## Your objective
Pull out every line in the data file below that contains the word "roof".

## Part of a data file
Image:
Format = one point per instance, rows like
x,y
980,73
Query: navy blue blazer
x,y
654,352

* * *

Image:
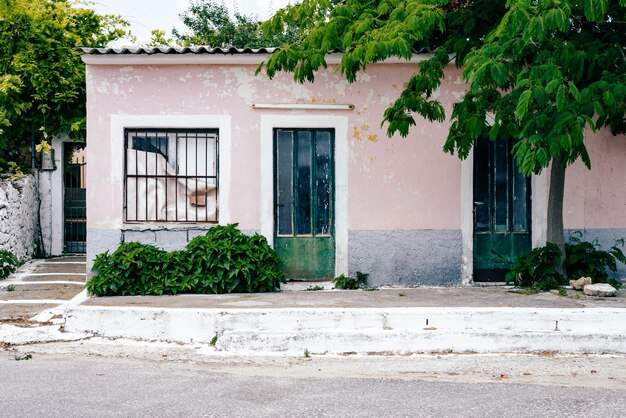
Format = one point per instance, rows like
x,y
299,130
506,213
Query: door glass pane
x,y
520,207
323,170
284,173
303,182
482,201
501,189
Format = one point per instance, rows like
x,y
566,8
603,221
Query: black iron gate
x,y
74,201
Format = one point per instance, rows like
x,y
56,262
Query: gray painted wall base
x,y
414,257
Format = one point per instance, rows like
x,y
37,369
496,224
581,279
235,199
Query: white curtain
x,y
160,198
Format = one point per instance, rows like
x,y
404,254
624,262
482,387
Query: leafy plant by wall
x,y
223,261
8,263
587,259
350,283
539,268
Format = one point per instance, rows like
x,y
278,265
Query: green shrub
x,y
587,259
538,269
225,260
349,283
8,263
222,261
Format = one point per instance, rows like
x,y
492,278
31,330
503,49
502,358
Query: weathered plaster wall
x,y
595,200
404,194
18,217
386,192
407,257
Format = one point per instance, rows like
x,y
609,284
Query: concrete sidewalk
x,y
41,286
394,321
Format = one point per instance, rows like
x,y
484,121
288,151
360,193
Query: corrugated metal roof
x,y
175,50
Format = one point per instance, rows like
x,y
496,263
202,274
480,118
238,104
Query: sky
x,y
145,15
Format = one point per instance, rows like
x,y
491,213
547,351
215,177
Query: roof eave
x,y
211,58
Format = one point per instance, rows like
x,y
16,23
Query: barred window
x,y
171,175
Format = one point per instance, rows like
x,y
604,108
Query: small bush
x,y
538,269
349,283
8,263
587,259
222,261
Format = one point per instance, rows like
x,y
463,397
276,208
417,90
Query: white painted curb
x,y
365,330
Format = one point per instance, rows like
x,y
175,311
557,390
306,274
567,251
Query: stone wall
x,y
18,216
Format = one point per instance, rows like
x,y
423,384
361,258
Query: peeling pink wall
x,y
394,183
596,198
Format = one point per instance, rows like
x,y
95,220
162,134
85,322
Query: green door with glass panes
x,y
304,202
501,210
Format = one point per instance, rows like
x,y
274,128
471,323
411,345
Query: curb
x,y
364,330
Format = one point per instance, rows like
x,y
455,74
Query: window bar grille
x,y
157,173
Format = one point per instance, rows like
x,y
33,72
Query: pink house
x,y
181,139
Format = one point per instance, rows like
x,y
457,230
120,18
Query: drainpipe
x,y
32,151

* * *

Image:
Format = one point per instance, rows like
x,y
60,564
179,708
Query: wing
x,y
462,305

## Final result
Query: corrugated metal roof
Query: roof eave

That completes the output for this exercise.